-- What the task requires --
Copy out exactly the lines from the start of the data to the line containing "wet rock, each". Include both.

----- Data -----

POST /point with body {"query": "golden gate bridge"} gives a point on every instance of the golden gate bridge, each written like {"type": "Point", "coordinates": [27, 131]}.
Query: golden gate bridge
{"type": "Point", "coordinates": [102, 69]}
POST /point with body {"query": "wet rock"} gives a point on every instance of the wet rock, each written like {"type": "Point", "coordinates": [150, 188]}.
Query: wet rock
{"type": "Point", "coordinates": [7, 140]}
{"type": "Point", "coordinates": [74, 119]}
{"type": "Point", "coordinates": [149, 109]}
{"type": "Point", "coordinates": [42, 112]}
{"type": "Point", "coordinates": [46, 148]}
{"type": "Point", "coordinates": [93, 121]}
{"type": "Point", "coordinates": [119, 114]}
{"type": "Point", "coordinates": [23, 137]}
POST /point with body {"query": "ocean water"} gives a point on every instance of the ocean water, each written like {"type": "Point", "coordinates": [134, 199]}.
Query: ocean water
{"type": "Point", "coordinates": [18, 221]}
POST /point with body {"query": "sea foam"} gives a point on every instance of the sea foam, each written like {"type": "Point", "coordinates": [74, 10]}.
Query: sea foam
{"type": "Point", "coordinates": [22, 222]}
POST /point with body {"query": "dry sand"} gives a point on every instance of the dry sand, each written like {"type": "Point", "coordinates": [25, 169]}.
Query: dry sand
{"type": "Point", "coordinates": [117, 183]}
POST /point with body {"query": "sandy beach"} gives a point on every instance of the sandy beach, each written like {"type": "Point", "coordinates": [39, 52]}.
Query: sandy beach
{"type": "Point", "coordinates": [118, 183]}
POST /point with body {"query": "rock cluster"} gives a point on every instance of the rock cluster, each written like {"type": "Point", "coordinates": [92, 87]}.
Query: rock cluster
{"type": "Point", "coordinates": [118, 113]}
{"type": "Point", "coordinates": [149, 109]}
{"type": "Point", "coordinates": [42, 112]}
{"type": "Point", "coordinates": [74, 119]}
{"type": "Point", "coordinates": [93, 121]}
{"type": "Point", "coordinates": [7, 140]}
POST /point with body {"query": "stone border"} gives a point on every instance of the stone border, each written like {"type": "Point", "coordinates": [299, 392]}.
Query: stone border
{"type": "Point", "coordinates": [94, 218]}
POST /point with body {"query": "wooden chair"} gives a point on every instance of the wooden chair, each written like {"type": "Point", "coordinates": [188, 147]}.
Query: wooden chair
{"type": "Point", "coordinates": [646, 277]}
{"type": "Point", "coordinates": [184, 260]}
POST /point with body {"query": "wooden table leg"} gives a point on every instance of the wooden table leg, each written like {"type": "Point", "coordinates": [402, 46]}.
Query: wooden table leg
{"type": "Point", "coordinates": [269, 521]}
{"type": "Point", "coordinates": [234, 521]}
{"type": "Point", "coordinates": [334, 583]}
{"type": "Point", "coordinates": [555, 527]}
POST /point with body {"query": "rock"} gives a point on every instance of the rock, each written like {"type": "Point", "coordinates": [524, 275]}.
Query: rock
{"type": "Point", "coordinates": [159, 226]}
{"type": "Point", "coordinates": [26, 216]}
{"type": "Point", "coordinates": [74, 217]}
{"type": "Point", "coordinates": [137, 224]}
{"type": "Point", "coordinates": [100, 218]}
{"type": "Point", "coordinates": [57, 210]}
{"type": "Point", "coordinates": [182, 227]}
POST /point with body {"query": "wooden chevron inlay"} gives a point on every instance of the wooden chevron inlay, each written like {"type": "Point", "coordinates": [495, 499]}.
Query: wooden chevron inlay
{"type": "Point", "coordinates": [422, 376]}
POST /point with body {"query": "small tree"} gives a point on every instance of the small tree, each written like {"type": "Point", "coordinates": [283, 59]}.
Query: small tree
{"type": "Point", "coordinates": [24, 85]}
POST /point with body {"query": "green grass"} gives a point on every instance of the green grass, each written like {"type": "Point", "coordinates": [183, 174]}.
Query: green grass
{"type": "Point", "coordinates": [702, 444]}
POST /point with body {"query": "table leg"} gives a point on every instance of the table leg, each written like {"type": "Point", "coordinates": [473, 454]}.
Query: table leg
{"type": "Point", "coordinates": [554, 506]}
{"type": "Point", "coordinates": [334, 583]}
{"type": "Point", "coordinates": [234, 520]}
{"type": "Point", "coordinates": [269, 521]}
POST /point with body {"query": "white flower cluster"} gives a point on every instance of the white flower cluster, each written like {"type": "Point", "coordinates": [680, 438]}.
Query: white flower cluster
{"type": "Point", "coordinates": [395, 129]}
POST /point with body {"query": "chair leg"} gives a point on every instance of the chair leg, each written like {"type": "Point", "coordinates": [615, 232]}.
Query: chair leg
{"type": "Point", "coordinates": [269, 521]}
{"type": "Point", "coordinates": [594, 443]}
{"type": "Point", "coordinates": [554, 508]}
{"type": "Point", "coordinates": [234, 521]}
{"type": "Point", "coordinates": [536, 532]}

-----

-- Exercise result --
POST /point with body {"query": "golden gate bridge"} gives a point on every instance of the golden gate bridge, each written like {"type": "Point", "coordinates": [27, 131]}.
Query: golden gate bridge
{"type": "Point", "coordinates": [102, 69]}
POST /point with body {"query": "wet rock"} gives a point on every instance of the wet rock, each written like {"type": "Point", "coordinates": [150, 188]}.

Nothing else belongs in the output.